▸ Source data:
-- Start --

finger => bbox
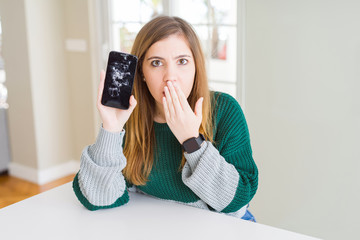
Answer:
[167,81,182,114]
[97,70,105,104]
[164,87,175,117]
[163,97,170,122]
[195,97,204,118]
[174,83,192,111]
[129,95,137,112]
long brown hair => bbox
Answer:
[123,16,213,185]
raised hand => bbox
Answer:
[96,70,137,132]
[163,81,203,144]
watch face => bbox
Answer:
[183,133,205,153]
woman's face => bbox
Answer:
[142,34,195,108]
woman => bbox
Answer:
[73,16,258,221]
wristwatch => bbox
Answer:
[182,133,205,153]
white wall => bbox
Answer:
[245,0,360,239]
[25,0,72,169]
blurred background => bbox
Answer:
[0,0,360,239]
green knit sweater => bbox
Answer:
[73,92,258,216]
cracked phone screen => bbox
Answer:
[101,51,137,109]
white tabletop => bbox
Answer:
[0,183,315,240]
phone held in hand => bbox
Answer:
[101,51,138,109]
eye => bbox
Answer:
[178,58,188,65]
[151,60,163,67]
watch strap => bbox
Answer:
[182,133,205,153]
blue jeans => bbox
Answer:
[241,206,256,222]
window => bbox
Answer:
[104,0,238,97]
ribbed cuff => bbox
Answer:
[89,127,125,167]
[184,141,209,171]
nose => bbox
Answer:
[164,64,177,82]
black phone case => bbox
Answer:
[101,51,138,109]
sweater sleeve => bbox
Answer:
[73,128,129,211]
[182,95,258,213]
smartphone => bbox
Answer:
[101,51,138,109]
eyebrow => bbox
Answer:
[146,54,191,61]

-- End --

▸ YOUR TASK:
Reproduce every item above word for word, leaving out the pictures.

▸ FINISHED EXERCISE:
finger => bbox
Answer:
[167,81,182,114]
[97,70,105,104]
[164,87,175,117]
[163,97,170,122]
[195,97,204,118]
[174,83,192,111]
[129,95,137,112]
long brown hair => bbox
Answer:
[123,16,213,185]
raised hand => bbox
Answer:
[96,70,137,132]
[163,81,203,144]
watch face => bbox
Answer:
[183,133,205,153]
woman's face => bbox
Answer:
[142,34,195,108]
woman => bbox
Answer:
[73,16,258,221]
wristwatch => bbox
Answer:
[182,133,205,153]
white wall => bbox
Answer:
[245,0,360,239]
[25,0,72,169]
blurred background => bbox
Answer:
[0,0,360,239]
green knit sweater => bbox
Answer:
[73,92,258,216]
cracked phone screen => bbox
Answer:
[101,51,137,109]
white tabletop => bbox
Answer:
[0,183,315,240]
phone held in hand => bbox
Answer:
[101,51,138,109]
eye => bbox
Answer:
[178,58,188,65]
[151,60,163,67]
watch strap => bbox
Answer:
[182,133,205,153]
blue jeans => bbox
Answer:
[241,206,256,222]
window => bbox
Answer:
[104,0,238,97]
ribbed cuff => bbox
Answer:
[89,127,125,167]
[184,141,209,171]
nose => bbox
Answer:
[164,64,177,82]
black phone case => bbox
Answer:
[101,51,138,109]
sweater sleeve => bbox
Answer:
[73,128,129,211]
[182,95,258,213]
smartphone => bbox
Answer:
[101,51,138,109]
eyebrow => bbox
Answer:
[146,54,191,61]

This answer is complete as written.